**Given request:** Exact copies are required of the lines from the line containing "Where can the fender" through the final line of the listing, both included, and of no other lines.

── Available records

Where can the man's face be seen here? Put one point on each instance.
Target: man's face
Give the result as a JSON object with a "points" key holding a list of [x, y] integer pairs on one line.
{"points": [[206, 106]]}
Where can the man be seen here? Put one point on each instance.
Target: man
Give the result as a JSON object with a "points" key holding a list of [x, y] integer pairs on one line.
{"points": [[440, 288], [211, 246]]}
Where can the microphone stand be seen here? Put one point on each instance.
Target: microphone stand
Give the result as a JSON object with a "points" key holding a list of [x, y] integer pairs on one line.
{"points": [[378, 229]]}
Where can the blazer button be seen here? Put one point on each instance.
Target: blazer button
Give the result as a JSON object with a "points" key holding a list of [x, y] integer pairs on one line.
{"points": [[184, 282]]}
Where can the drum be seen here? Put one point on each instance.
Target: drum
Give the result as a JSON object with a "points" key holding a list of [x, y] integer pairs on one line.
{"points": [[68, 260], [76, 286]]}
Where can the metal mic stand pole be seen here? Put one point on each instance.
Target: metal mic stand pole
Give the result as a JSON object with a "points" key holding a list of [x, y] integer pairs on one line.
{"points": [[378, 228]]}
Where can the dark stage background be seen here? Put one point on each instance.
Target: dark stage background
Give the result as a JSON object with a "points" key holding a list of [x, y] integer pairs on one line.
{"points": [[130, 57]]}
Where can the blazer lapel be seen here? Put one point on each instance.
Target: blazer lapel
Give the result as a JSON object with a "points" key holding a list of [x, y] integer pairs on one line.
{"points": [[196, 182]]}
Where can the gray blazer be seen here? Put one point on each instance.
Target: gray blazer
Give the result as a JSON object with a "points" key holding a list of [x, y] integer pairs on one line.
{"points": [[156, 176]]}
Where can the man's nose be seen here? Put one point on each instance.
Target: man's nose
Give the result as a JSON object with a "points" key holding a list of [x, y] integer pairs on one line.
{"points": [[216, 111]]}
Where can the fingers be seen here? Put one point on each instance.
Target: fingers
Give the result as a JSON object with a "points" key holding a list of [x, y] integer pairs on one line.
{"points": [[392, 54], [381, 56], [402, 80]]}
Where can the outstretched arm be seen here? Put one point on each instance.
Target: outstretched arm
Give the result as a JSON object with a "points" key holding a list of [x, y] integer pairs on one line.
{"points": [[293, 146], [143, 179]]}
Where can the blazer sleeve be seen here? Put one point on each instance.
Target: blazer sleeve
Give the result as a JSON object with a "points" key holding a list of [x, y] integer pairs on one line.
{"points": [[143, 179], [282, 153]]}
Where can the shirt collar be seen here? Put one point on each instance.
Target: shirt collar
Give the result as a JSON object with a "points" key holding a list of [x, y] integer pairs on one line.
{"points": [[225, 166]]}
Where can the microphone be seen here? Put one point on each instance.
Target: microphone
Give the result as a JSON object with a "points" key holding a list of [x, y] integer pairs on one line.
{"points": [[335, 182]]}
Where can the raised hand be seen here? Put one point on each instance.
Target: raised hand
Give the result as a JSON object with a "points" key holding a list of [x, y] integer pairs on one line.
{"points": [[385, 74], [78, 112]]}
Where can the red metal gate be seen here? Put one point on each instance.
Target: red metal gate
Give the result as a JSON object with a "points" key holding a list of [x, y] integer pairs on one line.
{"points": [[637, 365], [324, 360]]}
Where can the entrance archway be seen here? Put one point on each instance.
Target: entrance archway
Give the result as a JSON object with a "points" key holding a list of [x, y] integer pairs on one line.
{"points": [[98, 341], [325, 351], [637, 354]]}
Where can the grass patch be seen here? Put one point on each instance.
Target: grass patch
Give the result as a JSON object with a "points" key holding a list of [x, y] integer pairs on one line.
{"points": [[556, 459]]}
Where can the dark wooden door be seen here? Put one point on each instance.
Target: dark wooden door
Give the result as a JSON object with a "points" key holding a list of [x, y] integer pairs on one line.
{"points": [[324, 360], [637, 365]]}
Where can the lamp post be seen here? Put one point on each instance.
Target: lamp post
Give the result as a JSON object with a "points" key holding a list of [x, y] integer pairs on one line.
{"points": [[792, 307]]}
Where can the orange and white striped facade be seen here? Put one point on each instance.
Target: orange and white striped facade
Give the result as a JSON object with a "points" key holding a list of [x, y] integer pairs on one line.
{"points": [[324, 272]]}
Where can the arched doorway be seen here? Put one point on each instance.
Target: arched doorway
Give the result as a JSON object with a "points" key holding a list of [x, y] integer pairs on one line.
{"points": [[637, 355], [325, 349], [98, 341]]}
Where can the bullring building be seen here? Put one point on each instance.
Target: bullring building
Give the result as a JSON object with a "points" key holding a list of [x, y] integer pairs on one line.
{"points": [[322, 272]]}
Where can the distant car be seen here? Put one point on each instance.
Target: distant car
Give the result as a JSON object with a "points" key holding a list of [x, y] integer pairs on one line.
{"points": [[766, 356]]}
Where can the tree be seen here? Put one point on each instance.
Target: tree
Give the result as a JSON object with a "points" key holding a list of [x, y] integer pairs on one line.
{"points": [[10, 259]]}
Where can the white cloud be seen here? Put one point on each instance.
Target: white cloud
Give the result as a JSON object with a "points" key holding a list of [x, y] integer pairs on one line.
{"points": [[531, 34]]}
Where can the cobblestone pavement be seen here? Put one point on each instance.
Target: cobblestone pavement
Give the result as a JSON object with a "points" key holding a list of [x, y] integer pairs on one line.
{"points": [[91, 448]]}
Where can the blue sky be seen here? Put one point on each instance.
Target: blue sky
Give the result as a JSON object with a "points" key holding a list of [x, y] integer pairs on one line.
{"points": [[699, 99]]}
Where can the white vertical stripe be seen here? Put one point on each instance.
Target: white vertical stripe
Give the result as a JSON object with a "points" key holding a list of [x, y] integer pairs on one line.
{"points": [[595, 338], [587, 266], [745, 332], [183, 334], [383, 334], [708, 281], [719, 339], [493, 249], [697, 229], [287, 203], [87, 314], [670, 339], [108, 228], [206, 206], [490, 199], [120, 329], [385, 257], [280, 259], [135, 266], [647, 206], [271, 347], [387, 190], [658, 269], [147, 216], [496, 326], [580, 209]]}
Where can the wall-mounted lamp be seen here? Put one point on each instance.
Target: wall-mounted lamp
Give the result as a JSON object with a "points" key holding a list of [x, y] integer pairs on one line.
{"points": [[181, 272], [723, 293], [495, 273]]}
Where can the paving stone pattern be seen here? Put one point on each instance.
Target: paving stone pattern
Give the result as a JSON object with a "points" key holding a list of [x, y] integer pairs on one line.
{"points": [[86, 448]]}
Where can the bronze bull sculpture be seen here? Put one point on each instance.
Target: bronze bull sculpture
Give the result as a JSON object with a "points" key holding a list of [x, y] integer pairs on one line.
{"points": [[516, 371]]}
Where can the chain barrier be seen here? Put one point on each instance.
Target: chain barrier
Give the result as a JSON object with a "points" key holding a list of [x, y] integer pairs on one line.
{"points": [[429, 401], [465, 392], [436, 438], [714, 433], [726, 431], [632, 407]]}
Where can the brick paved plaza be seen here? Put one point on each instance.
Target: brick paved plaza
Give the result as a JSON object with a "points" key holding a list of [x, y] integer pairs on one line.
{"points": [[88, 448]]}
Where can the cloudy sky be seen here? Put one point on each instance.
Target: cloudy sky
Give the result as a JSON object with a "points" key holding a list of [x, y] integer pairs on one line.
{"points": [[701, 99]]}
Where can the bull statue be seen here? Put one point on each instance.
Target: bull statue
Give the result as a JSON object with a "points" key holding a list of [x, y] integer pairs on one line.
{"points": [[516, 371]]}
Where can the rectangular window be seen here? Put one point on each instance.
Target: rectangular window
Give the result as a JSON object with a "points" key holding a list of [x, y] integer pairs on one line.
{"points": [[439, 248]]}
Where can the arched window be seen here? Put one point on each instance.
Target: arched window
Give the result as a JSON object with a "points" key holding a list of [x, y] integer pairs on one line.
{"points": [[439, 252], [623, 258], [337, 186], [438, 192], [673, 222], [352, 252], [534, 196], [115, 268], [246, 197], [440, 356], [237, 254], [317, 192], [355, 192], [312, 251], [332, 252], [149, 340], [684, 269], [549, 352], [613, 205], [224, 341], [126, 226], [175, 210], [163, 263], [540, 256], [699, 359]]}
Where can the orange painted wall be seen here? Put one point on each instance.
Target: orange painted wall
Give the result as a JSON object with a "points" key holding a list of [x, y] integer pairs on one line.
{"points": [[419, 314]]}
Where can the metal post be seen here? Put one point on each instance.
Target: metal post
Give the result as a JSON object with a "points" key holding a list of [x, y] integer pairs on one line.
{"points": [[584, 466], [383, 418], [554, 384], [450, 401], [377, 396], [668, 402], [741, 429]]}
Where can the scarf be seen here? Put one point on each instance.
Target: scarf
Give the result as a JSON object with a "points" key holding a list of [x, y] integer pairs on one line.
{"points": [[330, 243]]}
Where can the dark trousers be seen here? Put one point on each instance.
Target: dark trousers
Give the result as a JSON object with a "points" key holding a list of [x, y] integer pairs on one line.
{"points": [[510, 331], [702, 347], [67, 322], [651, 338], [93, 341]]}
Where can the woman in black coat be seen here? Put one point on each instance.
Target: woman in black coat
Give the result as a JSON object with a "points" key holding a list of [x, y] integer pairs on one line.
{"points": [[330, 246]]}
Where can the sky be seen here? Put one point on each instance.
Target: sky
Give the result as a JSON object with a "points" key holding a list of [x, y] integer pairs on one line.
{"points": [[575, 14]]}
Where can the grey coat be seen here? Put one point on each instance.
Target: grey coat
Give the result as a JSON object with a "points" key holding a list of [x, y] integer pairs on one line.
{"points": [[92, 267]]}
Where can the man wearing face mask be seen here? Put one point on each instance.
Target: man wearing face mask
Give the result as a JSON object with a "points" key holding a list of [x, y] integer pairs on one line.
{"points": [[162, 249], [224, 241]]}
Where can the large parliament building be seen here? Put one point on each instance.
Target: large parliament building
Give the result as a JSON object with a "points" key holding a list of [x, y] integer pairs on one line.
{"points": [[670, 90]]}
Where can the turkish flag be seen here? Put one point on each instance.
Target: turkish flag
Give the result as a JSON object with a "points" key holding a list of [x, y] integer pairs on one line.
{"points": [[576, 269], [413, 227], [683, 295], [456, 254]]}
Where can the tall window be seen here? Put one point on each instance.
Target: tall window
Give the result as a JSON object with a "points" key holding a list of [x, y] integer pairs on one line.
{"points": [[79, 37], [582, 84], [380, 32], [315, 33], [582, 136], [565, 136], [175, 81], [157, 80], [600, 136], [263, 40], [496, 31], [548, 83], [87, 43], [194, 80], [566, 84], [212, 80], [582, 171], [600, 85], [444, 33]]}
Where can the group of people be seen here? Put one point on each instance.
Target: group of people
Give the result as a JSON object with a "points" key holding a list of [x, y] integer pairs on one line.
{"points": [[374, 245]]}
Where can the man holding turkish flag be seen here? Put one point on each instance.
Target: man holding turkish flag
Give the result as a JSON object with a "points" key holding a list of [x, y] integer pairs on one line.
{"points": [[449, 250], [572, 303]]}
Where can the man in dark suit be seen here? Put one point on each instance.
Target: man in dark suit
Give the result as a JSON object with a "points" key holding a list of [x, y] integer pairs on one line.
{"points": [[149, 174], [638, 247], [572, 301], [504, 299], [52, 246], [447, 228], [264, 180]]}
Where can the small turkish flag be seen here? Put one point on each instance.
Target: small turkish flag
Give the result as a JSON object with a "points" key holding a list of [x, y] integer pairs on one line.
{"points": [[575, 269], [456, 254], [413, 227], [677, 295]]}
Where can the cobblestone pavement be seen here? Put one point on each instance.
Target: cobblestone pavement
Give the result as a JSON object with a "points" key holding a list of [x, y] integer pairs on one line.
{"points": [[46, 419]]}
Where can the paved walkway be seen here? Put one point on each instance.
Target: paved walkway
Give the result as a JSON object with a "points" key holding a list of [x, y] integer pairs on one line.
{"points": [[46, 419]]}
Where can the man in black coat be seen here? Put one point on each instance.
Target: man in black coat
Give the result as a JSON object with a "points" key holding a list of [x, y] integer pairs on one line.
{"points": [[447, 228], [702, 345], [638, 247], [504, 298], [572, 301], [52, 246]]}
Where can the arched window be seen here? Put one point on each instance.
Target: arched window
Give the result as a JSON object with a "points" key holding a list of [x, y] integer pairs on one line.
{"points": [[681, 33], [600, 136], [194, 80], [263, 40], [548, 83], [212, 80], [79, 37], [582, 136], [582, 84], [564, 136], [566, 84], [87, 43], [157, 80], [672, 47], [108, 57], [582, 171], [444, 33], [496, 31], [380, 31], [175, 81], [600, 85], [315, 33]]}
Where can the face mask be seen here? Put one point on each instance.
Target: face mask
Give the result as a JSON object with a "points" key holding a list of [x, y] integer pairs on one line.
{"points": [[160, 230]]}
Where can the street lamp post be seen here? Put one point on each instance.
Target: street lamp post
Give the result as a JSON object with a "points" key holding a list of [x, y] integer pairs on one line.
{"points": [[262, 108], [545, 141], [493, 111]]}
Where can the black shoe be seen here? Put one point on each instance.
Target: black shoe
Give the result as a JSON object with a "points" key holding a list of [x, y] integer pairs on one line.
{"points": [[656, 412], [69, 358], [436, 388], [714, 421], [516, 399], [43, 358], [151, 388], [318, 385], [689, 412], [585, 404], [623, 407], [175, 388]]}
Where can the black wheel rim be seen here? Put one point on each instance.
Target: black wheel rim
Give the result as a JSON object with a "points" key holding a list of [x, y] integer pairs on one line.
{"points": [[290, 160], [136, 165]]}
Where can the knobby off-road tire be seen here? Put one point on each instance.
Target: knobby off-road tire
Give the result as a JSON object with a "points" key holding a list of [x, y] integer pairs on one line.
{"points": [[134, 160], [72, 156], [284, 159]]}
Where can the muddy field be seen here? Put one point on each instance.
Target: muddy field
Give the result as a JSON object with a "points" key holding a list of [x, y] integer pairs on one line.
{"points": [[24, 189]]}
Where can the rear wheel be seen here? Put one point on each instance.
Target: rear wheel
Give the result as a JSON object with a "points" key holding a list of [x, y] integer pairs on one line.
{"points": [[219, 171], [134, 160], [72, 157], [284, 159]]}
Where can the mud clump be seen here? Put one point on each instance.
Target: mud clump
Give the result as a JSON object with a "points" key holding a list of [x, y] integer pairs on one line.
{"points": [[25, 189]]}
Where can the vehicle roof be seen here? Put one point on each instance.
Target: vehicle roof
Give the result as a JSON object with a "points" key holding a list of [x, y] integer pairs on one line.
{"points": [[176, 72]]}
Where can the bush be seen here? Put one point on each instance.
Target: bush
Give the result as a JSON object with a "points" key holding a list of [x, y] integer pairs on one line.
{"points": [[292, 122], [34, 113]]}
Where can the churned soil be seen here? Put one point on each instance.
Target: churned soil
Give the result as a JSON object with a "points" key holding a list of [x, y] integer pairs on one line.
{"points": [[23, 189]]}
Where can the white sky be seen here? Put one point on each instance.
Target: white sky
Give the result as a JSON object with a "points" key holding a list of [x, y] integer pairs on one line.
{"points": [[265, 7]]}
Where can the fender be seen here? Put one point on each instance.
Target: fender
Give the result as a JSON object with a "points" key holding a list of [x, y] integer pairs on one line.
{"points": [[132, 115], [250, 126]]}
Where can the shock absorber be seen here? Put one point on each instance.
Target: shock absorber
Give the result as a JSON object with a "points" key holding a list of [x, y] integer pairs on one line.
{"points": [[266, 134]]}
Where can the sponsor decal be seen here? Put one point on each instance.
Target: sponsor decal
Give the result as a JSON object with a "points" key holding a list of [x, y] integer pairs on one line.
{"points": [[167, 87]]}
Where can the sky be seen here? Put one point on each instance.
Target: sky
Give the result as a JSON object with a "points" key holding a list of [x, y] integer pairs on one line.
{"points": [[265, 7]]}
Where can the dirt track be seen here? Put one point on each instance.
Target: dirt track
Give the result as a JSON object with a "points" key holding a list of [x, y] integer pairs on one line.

────

**Complete response:**
Where can the fender be seen here? Put one point on each instance.
Target: fender
Give the result as a JSON object with a "points" key holding a list of [x, y] integer pairs on one line.
{"points": [[132, 115], [250, 126]]}
Where can the shock absorber be seen here? Put one point on each instance.
Target: shock absorber
Give the result as a JSON object with a "points" key holding a list of [x, y] integer pairs on one line.
{"points": [[266, 134]]}
Where can the sponsor decal be seen here? Put one point on each instance.
Target: sponsor decal
Give the result as a JSON object with a "points" key holding a list of [x, y] integer pairs on one line.
{"points": [[167, 87]]}
Where can the sky be seen here? Put one point on each instance.
Target: sky
Give the result as a JSON object with a "points" key holding a list of [x, y] integer pairs on one line.
{"points": [[265, 7]]}
Where can the dirt track be seen here? Put one point on each instance.
Target: dirt track
Give the result as a JSON object with a "points" key holding a list of [x, y] integer pairs on one line.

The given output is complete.